**WHAT THIS TASK INVOLVES:** Which lines of the material below contain the word "hair"? Pull out each of those lines in full, counting only matches with the same capitalization.

(Collected data entries)
=======

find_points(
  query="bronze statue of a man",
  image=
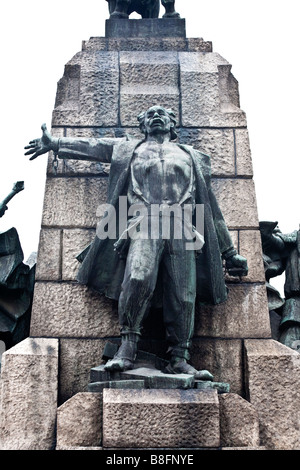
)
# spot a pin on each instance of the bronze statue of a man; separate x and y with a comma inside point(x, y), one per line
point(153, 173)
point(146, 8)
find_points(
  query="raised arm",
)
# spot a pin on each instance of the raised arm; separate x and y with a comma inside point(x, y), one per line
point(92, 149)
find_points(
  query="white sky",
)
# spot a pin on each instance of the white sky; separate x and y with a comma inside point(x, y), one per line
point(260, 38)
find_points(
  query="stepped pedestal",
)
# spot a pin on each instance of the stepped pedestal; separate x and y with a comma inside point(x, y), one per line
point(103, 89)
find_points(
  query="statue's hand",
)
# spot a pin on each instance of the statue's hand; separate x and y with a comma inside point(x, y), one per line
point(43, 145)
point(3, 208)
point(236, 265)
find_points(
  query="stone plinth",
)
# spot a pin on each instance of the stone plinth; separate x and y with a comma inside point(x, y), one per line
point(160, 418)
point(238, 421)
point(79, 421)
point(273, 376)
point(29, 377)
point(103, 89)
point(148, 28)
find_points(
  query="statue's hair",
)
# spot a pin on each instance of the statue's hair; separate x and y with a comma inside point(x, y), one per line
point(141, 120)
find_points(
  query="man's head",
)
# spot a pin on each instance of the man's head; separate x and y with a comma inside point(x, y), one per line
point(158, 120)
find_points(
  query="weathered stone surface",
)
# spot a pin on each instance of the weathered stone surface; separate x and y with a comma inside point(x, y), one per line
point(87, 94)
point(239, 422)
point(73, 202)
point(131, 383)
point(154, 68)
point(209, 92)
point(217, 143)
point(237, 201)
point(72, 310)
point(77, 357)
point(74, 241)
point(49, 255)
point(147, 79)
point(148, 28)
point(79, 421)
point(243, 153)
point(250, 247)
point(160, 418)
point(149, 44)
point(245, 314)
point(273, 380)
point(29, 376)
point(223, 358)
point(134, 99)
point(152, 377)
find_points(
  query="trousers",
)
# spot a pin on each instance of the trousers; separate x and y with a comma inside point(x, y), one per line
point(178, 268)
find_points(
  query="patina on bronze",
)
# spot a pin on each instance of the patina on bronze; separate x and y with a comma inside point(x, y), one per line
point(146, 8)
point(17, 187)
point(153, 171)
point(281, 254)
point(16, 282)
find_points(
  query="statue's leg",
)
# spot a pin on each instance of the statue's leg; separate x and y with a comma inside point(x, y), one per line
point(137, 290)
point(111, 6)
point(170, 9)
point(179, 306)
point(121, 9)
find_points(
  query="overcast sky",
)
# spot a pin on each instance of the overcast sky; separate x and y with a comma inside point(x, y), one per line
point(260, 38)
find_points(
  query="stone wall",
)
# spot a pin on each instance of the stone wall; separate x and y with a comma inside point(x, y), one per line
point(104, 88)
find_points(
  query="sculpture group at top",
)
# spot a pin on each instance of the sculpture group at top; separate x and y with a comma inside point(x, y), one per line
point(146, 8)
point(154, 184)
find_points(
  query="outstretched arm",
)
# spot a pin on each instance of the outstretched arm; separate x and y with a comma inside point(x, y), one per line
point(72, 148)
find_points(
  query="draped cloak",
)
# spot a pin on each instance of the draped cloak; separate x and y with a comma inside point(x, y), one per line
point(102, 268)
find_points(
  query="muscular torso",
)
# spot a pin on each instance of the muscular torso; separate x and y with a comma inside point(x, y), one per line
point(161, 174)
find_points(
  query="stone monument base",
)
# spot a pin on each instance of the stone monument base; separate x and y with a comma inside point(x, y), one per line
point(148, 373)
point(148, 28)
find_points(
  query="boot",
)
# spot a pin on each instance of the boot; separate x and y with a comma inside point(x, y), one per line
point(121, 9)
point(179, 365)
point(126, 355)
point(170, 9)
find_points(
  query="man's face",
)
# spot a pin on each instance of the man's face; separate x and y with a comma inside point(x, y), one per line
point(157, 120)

=======

**SOLUTION FOR THIS EXERCISE:**
  query="statue's hair",
# spot a pin on each instance of the statue's hair; separate x and y with a comma inside point(x, y), one per line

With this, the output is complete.